• _文章_
可以看到，除了我们上传的指标，还多了两个指标 push_time_seconds 和 push_failure_time_seconds, 他们的作用就是用来表示上一次抓取成功/失败的时间。也会随之被 promethues 拉取到

同时也可以在 prometheus 后台查到这个指标

多行抛送

接下来我们尝试多行多标签的方式来抛送指标

cat <<EOF | curl --data-binary @- http://localhost:9091/metrics/job/my_test2/instance/my_test_instance
## HELP my_test2_http_requests_total Counter of HTTP requests.
# TYPE my_test2_http_requests_total counter
my_test2_http_requests_total{code="200",handler="/ready"} 74
my_test2_http_requests_total{code="200",handler="/reload"} 21
my_test2_http_requests_total{code="200",handler="/alerts"} 58
# HELP my_test2_go_goroutines Number of goroutines that currently exist.
# TYPE my_test2_go_goroutines gauge
my_test2_go_goroutines 43
EOF

后台可以查

文件抛送

我们可以基于文件来抛送

[root@VM-64-9-centos prometheus]# cat push-test.txt 
## HELP my_test3_http_requests_total Counter of HTTP requests.
# TYPE my_test3_http_requests_total counter
my_test3_http_requests_total{code="200",handler="/ready"} 5
my_test3_http_requests_total{code="500",handler="/reload"} 211
my_test3_http_requests_total{code="404",handler="/alerts"} 582
# HELP my_test3_go_goroutines Number of goroutines that currently exist.

• _练习说明_
- a) 在这篇关于 Prometheus 指标抛送的文章中，除了上传的指标以外，还多出了哪两个指标？
- b) 请从末尾接着续写这篇关于 Prometheus 指标抛送的文章。

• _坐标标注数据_
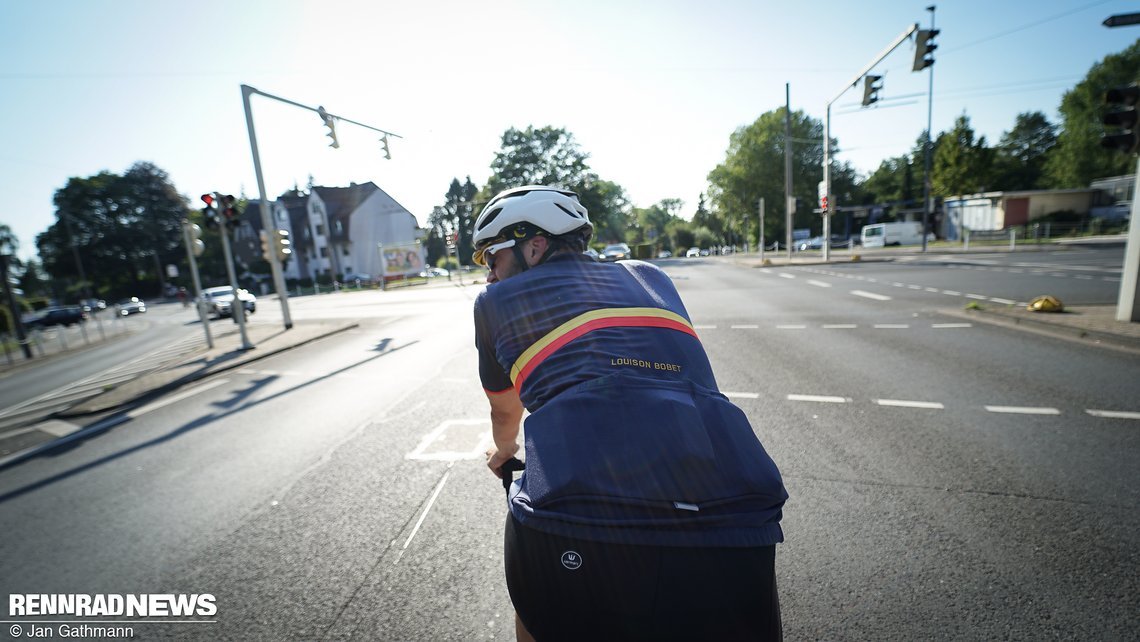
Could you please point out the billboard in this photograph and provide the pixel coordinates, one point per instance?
(401, 260)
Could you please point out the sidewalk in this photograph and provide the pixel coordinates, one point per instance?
(1094, 325)
(113, 406)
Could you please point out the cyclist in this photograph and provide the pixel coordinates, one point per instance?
(649, 508)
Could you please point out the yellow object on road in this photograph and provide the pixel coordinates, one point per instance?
(1045, 303)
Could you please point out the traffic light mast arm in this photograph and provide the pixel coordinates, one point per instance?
(246, 90)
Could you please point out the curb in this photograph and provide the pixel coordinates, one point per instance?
(120, 409)
(1072, 333)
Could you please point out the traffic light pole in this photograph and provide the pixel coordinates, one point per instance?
(827, 137)
(267, 221)
(197, 282)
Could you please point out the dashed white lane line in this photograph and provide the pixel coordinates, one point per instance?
(1114, 414)
(1023, 409)
(819, 398)
(906, 404)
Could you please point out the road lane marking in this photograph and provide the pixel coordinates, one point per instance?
(424, 514)
(1114, 414)
(905, 404)
(1023, 409)
(162, 403)
(820, 398)
(870, 295)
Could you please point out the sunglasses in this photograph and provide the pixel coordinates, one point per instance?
(487, 254)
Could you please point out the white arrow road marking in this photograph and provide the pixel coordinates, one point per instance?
(1114, 414)
(905, 404)
(1023, 409)
(870, 295)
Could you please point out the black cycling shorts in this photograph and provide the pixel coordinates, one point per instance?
(567, 588)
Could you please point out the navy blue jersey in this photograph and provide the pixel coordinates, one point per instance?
(628, 439)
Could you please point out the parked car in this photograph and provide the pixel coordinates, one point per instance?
(60, 315)
(617, 252)
(219, 300)
(131, 306)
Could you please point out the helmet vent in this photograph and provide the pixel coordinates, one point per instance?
(572, 213)
(490, 218)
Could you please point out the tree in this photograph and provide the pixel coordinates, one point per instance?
(1020, 156)
(754, 167)
(1079, 157)
(128, 227)
(551, 156)
(961, 163)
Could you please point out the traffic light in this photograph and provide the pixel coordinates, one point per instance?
(870, 89)
(229, 212)
(282, 245)
(1122, 114)
(196, 244)
(210, 211)
(331, 123)
(923, 49)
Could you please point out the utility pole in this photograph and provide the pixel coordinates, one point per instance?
(267, 222)
(827, 137)
(789, 197)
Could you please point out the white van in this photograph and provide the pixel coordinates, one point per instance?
(882, 234)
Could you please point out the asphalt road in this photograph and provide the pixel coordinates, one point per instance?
(947, 480)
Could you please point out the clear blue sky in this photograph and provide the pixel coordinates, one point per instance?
(650, 89)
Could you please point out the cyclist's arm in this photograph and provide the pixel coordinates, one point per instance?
(506, 415)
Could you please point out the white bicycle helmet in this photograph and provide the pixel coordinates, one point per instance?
(526, 211)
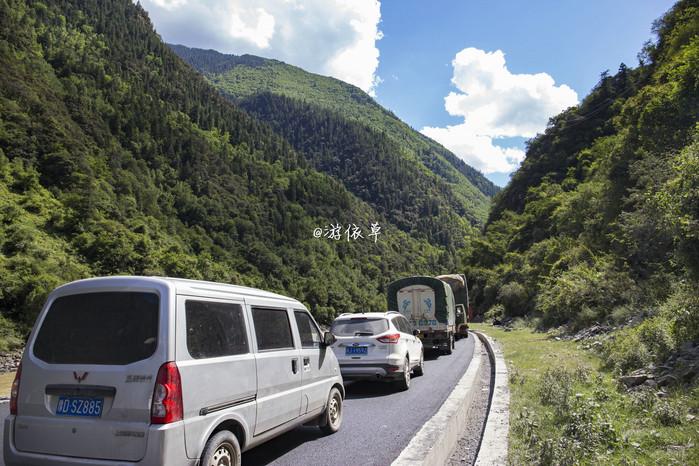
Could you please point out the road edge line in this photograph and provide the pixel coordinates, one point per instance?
(495, 440)
(435, 441)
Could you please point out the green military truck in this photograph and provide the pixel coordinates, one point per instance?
(428, 303)
(459, 286)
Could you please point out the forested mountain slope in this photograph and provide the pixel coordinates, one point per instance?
(116, 157)
(601, 222)
(316, 102)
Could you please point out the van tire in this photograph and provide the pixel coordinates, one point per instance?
(403, 383)
(420, 368)
(331, 420)
(221, 445)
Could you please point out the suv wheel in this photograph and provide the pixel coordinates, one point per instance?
(404, 382)
(332, 418)
(221, 450)
(420, 368)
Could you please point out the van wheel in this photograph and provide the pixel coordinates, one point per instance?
(404, 382)
(420, 368)
(332, 419)
(222, 449)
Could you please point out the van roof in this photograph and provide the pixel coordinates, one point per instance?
(180, 285)
(370, 315)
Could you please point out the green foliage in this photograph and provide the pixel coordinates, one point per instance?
(335, 124)
(514, 298)
(117, 158)
(634, 348)
(682, 311)
(601, 221)
(584, 294)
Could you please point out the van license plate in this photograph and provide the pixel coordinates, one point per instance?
(356, 350)
(79, 406)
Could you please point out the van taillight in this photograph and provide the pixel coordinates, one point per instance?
(392, 338)
(167, 395)
(14, 392)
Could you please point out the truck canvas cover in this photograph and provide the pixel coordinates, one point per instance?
(443, 297)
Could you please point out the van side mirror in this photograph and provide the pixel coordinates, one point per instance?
(328, 339)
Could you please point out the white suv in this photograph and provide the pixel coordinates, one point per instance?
(378, 346)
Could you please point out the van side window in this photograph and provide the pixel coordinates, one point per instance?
(407, 325)
(310, 335)
(215, 329)
(272, 328)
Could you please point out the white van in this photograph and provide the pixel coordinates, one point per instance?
(162, 371)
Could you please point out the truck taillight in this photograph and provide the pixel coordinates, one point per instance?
(167, 395)
(14, 391)
(391, 339)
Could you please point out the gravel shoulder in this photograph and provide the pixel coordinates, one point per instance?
(467, 447)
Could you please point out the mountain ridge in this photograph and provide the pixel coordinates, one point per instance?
(215, 65)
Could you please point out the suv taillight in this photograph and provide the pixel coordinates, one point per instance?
(167, 395)
(14, 392)
(391, 339)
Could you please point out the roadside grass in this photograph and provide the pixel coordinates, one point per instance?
(566, 409)
(6, 383)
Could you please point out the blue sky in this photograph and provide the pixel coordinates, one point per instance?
(572, 41)
(480, 77)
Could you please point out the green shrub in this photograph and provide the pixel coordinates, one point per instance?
(584, 294)
(497, 311)
(667, 413)
(10, 338)
(683, 308)
(649, 342)
(556, 389)
(515, 299)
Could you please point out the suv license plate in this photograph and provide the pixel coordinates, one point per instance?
(79, 406)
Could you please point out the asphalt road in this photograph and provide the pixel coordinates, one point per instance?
(377, 422)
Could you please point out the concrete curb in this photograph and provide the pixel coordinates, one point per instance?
(495, 440)
(433, 444)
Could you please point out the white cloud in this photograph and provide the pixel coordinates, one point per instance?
(495, 103)
(330, 37)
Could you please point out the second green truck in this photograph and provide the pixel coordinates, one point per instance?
(429, 305)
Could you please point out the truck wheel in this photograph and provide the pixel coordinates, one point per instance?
(332, 418)
(222, 449)
(450, 346)
(420, 368)
(404, 382)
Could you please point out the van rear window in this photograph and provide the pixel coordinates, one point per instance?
(108, 328)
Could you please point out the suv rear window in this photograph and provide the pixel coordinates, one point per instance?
(359, 326)
(109, 328)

• _任务答案_
- a) push_time_seconds 和 push_failure_time_seconds。

- b)
# TYPE my_test3_go_goroutines gauge
my_test3_go_goroutines 99

[root@VM-64-9-centos prometheus]# curl -X POST --data-binary @push-test.txt http://localhost:9091/metrics/job/my_test3/instance/my_test3_instance

删除指标

我们可以通过删除标签，来移除该标签下的所有指标，比如我想将第二次抛送的 job=my_test2 和 instance=my_test_instance 下面的指标全部清掉，那么就是

1	curl -X DELETE http://localhost:9091/metrics/job/my_test2/instance/my_test_instance

这时候在后台就看不到这两个指标了

同时这时候在 prometheus 的后台也查不到这两个标签所对应的指标了。

通过这种方式才能彻底删除 Pushgateway 所代理的实例相关标签

接口 API

Pushgateway 提供了一些接口 API 和管理 API，用于更好的管理，比如查询当前的指标:

[root@VM-64-9-centos prometheus]# curl -X GET http://localhost:9091/api/v1/metrics
{
	"status": "success",
	"data": [{
		"labels": {
			"job": "my_test"
		},
		"last_push_successful": true,
		"my_test_name": {
			"time_stamp": "2022-12-14T14:37:21.928608787+08:00",
			"type": "UNTYPED",
			"metrics": [{
				"labels": {
					"instance": "",
					"job": "my_test"
				},
				"value": "1"
			}]
		},
		"push_failure_time_seconds": {
			"time_stamp": "2022-12-14T14:37:21.928608787+08:00",
			"type": "GAUGE",
			"help": "Last Unix time when changing this group in the Pushgateway failed.",
			"metrics": [{
				"labels": {
					"instance": "",
					"job": "my_test"
				},
				"value": "0"
			}]
		},
		"push_time_seconds": {
			"time_stamp": "2022-12-14T14:37:21.928608787+08:00",
			"type": "GAUGE",
			"help": "Last Unix time when changing this group in the Pushgateway succeeded.",
			"metrics": [{
				"labels": {
					"instance": "",
					"job": "my_test"
				},
				"value": "1.6709998419286087e+09"
			}]
		}
	}, {
		"labels": {
			"instance": "my_test3_instance",
			"job": "my_test3"
		},
		"last_push_successful": true,
		"my_test3_go_goroutines": {
			"time_stamp": "2022-12-14T14:56:31.653276763+08:00",
			"type": "GAUGE",
			"help": "Number of goroutines that currently exist.",
			"metrics": [{
				"labels": {
					"instance": "my_test3_instance",
					"job": "my_test3"
				},
				"value": "99"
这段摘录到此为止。